Work instruction> Each line below that holds the word "woman" counts once. Say how many such lines there are, and no more.

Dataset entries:
####################

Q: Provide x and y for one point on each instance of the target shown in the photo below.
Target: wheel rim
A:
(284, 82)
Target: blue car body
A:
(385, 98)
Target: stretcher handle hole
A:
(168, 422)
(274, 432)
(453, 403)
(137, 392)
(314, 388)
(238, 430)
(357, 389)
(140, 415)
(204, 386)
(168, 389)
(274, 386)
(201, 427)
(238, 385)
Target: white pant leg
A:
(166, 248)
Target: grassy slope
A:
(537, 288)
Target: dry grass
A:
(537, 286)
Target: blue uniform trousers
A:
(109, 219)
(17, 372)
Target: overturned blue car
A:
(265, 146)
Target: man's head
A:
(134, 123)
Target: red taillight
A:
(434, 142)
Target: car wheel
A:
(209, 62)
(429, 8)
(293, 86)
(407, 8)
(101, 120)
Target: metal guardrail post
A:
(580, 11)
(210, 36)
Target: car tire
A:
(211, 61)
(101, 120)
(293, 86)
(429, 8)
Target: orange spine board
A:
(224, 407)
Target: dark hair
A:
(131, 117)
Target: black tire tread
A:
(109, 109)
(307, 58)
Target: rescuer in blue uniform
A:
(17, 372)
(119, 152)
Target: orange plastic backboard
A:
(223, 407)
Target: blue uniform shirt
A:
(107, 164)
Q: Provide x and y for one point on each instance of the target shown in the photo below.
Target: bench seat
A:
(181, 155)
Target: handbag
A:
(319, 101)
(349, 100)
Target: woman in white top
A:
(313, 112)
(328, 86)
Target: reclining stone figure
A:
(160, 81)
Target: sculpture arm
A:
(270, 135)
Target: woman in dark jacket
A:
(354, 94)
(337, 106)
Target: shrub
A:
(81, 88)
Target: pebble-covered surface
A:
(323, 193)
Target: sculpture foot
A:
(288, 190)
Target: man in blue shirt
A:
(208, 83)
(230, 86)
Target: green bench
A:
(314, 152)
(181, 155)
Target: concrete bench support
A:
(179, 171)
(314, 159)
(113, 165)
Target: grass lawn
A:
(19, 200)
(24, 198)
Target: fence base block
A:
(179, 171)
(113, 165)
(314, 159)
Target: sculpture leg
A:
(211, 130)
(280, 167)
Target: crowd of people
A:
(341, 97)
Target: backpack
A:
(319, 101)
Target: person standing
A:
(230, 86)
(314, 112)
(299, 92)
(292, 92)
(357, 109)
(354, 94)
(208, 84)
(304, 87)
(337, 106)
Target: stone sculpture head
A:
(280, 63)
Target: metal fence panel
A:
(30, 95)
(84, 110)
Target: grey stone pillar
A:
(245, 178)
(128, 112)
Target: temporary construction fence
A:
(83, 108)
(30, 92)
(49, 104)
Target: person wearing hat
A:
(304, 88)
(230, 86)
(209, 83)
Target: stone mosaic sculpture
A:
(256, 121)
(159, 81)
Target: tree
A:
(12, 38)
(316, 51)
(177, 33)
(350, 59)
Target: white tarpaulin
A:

####################

Reply> 2